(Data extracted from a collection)
----------

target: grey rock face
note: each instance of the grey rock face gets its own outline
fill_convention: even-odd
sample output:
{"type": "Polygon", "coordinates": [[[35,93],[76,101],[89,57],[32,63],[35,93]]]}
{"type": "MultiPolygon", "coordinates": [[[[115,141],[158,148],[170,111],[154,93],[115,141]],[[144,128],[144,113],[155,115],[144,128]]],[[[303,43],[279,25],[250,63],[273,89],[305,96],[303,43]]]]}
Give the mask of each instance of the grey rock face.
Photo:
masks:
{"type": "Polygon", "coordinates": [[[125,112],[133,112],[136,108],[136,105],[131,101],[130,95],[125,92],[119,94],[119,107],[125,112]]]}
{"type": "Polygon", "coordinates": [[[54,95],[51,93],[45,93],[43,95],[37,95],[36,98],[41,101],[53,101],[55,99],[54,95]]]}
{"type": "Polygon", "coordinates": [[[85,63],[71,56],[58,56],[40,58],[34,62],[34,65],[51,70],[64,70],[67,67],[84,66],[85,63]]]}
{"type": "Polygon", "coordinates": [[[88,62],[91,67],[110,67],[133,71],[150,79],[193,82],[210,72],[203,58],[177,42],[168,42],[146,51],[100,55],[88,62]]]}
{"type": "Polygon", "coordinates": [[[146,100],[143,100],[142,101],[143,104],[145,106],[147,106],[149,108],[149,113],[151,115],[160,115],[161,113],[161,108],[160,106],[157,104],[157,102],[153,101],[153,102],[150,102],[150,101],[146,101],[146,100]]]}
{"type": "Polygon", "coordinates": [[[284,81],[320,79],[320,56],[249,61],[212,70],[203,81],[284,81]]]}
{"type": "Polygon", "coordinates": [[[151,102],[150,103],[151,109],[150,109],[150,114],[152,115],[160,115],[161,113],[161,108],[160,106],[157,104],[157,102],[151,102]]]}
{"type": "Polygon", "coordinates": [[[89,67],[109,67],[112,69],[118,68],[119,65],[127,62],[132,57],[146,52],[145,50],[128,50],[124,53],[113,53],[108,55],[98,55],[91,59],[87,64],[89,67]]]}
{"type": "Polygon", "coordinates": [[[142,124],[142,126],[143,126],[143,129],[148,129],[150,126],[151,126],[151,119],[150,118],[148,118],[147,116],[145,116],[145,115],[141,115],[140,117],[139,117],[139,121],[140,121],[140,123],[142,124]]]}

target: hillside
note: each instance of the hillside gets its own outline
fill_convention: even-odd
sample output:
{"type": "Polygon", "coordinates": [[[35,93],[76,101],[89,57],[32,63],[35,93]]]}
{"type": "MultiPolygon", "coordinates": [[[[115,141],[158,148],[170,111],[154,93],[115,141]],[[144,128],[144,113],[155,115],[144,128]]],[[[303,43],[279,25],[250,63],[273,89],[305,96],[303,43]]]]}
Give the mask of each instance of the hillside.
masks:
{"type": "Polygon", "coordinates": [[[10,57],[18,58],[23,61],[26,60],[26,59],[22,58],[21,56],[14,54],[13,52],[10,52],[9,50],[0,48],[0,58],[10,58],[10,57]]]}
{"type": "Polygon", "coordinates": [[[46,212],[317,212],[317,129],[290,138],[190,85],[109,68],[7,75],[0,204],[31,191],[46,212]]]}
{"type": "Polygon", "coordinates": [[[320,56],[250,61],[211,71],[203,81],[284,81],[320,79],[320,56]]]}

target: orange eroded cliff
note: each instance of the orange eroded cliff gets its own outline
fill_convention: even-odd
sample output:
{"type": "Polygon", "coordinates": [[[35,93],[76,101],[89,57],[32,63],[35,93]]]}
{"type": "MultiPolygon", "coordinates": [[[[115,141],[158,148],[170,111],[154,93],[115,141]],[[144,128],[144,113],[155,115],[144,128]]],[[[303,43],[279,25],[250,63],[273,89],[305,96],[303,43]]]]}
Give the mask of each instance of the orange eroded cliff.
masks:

----------

PROBLEM REQUIREMENTS —
Copy out every line above where "face" is present.

SOLUTION TO THIS EXERCISE —
target: grey rock face
note: each instance of the grey rock face gets its own outline
Give the mask of each instance of the grey rock face.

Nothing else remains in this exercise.